WORK INSTRUCTIONS
Render every line of the rows below as a JSON list of strings, one string per line, dropping blank lines and omitting the pictures.

RECORDS TO PROCESS
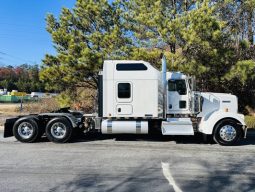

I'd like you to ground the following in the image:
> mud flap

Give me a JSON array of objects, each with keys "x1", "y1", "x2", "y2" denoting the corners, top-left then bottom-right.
[{"x1": 4, "y1": 117, "x2": 19, "y2": 138}]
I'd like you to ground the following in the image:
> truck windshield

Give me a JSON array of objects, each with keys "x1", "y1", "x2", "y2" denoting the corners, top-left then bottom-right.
[{"x1": 168, "y1": 79, "x2": 187, "y2": 95}]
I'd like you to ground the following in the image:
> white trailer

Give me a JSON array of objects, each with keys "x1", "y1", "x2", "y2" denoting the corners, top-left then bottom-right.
[{"x1": 4, "y1": 57, "x2": 247, "y2": 145}]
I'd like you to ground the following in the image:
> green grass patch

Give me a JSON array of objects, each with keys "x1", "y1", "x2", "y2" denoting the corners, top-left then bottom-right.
[{"x1": 244, "y1": 115, "x2": 255, "y2": 128}]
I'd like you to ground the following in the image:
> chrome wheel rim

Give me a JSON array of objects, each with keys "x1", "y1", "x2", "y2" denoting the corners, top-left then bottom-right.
[
  {"x1": 18, "y1": 122, "x2": 34, "y2": 139},
  {"x1": 50, "y1": 122, "x2": 67, "y2": 139},
  {"x1": 220, "y1": 125, "x2": 236, "y2": 141}
]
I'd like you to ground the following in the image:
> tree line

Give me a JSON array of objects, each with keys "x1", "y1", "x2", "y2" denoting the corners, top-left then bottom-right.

THE SOLUTION
[
  "I'd like you to ground the following in the image:",
  "> mud flap",
  "Give me a JSON array of objects, each with keys \"x1\", \"y1\", \"x2\", \"y2\" denoting the corners, top-left then bottom-right.",
  "[{\"x1\": 4, \"y1\": 117, \"x2\": 19, \"y2\": 138}]",
  "I'd like you to ground the following in the image:",
  "> truck windshield",
  "Give me a JSON array of objects, each with keys \"x1\", \"y1\", \"x2\", \"y2\" denoting the corners, top-left then bottom-right.",
  "[{\"x1\": 168, \"y1\": 79, \"x2\": 187, \"y2\": 95}]",
  "I'd like you to ground the following in the image:",
  "> white trailer",
  "Give me a JSON array of objects, each with keys \"x1\", \"y1\", \"x2\", \"y2\" denoting the corners, top-left then bottom-right.",
  "[{\"x1\": 4, \"y1\": 57, \"x2\": 247, \"y2\": 145}]",
  "I'd like you to ground the following in the image:",
  "> green grass patch",
  "Give me a JSON array of objects, each with keys \"x1\", \"y1\", \"x2\", \"y2\" denoting the corners, top-left then bottom-right.",
  "[{\"x1\": 244, \"y1\": 115, \"x2\": 255, \"y2\": 128}]",
  "I'd like you to ground the following in the image:",
  "> chrome wheel rim",
  "Give me a JSON array of objects, each with keys \"x1\", \"y1\", \"x2\", \"y2\" denoting the corners, top-left then bottom-right.",
  "[",
  "  {\"x1\": 18, \"y1\": 122, \"x2\": 34, \"y2\": 139},",
  "  {\"x1\": 50, \"y1\": 122, \"x2\": 67, \"y2\": 139},",
  "  {\"x1\": 220, \"y1\": 125, \"x2\": 236, \"y2\": 141}",
  "]",
  "I'd like you to ground the following in the image:",
  "> tree line",
  "Give me a JSON array of objects, each with keys \"x1\", \"y1\", \"x2\", \"y2\" denoting the corners, top-left then bottom-right."
]